— BEGIN —

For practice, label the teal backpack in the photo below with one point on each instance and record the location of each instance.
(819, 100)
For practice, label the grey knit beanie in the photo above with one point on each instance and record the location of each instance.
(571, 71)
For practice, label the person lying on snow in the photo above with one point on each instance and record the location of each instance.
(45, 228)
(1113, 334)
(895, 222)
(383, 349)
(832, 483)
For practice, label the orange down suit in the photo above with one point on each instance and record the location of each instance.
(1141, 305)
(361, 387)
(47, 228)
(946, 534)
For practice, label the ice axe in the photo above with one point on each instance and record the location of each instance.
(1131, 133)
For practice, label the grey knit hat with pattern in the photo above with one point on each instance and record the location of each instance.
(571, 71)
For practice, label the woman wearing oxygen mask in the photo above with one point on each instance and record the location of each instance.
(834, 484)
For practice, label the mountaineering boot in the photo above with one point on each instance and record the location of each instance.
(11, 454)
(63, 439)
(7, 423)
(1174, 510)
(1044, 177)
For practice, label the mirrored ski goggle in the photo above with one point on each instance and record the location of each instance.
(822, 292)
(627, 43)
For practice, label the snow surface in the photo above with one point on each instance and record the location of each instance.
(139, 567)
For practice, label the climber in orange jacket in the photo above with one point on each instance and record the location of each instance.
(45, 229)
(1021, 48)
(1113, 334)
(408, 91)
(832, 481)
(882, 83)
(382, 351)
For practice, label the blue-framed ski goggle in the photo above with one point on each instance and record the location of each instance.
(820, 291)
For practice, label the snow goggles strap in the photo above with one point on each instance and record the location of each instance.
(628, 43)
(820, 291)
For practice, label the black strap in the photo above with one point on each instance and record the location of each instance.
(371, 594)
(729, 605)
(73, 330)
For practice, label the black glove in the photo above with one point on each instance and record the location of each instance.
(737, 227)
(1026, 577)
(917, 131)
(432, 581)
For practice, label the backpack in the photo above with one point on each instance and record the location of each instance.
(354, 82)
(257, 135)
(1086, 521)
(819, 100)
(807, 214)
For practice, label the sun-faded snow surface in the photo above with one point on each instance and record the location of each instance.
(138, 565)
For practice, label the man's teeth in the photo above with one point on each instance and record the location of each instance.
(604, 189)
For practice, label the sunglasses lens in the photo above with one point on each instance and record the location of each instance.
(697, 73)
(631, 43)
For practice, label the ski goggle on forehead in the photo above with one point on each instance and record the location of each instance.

— END —

**Aim**
Return the listing above word for word.

**Task response**
For practice, label the teal backpack in the photo below with one point on each instance and record the location of each instance.
(819, 100)
For practice, label the grey knit beanie in the photo above with one point on each instance and record the location of each instance.
(571, 71)
For practice, label the person lying on snow in the photo above with one point on each instance and record the location of each instance.
(45, 228)
(1113, 334)
(895, 222)
(383, 349)
(832, 483)
For practice, label the orange down suit in the photo above with one point on each instance and record the location of each instance.
(1141, 305)
(361, 387)
(47, 228)
(946, 534)
For practice, label the ice axe in the photo above with one point on each instance and record the location of each instance.
(1131, 133)
For practice, label the grey knit hat with pattern in the photo above with one point on each instance and record the location of each instance.
(571, 71)
For practice, label the woman wearing oxygen mask in the photo above with one point on each instance and record the location of each instance.
(834, 484)
For practice, label the mountaineering boot in the photo above with one point on each instance and record the location of each instance.
(11, 454)
(63, 439)
(7, 423)
(1174, 510)
(1044, 177)
For practice, label the mirrored ski goggle in the photo above with one point on each instance and record the location of each instance.
(822, 292)
(627, 43)
For practice, label the snow surface in the photo above with one point on each instance and record the location of each instance.
(139, 567)
For practice, label the climber in orange jacket in the photo above with one point on each instance and record the location of each instance.
(45, 229)
(1021, 48)
(1113, 334)
(408, 91)
(832, 481)
(882, 83)
(382, 351)
For practice, label the blue-framed ski goggle in the photo above with one point on each instance and record the location of each instance.
(820, 291)
For practice, label the snow goggles strap in the photo above with one point on each instance and record the location of each instance.
(628, 43)
(820, 291)
For practice, label the black strap in the photo above with one point on each instance and record the location of each instance.
(371, 594)
(729, 605)
(73, 330)
For practice, label the black glove in the photo above with one point on each instance and record the location of each instance.
(737, 227)
(1026, 577)
(917, 131)
(432, 581)
For practice, label the backpack in the photo above with one point on each instance and record the location of each instance.
(354, 82)
(257, 135)
(1086, 521)
(819, 100)
(807, 214)
For practice, label the sun-faded snow surface in the photo above with one point on each instance and record the location of each instance.
(138, 565)
For practice, label the man's teeth in the photo above with one point on each instance and record the location of each instance.
(604, 189)
For practice, label the sunglasses lens in the photo above with one point on each instance and record the location of each instance.
(697, 73)
(631, 43)
For practice, label the ski goggle on forehead in the photo above with one point on each instance and record the location of each instance.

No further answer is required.